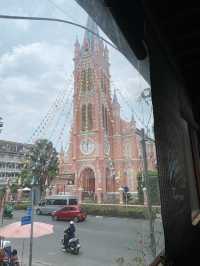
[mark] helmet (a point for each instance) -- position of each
(6, 244)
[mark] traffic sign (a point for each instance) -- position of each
(26, 220)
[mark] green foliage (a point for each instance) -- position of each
(153, 186)
(26, 177)
(2, 192)
(23, 205)
(13, 188)
(43, 164)
(118, 211)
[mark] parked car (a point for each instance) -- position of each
(54, 203)
(70, 213)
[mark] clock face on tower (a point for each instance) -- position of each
(87, 146)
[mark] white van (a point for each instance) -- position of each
(54, 203)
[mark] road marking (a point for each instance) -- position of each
(38, 263)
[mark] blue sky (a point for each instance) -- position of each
(36, 62)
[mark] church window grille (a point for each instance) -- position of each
(90, 122)
(103, 116)
(83, 113)
(86, 117)
(89, 79)
(83, 80)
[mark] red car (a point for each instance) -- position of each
(70, 213)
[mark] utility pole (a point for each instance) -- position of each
(149, 206)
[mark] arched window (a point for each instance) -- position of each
(86, 117)
(83, 117)
(89, 79)
(106, 120)
(103, 116)
(89, 113)
(83, 81)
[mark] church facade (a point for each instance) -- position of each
(104, 153)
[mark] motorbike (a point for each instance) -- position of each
(8, 211)
(73, 246)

_ _ _ _ _ _ _

Write out the records shown above exactly, but do not include any images.

• OUTPUT OF THE EXERCISE
[mark] helmet (a point for each instance) -- position of each
(6, 244)
[mark] traffic sign (a point for each instance) -- position of each
(26, 220)
[mark] green foliage (a point for each instance) -- position of each
(153, 186)
(26, 177)
(2, 192)
(23, 205)
(13, 188)
(43, 164)
(118, 211)
[mark] parked car (a point for each instance) -- position of each
(54, 203)
(70, 213)
[mark] clock face on tower (a point for each instance) -- position of each
(87, 146)
[mark] white van (a point for each instance) -- position of each
(54, 203)
[mark] road marking (a point for each instance) -- position of each
(38, 263)
[mark] blue sky (a point for each instance) -- position of each
(36, 62)
[mark] church window grille (a point for each instance) -- position of each
(90, 122)
(103, 116)
(83, 113)
(86, 117)
(89, 79)
(83, 80)
[mark] red car (a point for each instance) -- position of each
(70, 213)
[mark] utility pole (a point for each instance) -- position of each
(149, 206)
[mark] arched window (a point for each instance) -- position of each
(86, 117)
(83, 117)
(89, 79)
(106, 120)
(103, 116)
(89, 113)
(83, 81)
[mark] church facade (a point for each instance) -- position of each
(104, 153)
[mark] motorbike (a point for each instance) -- position of each
(8, 211)
(73, 246)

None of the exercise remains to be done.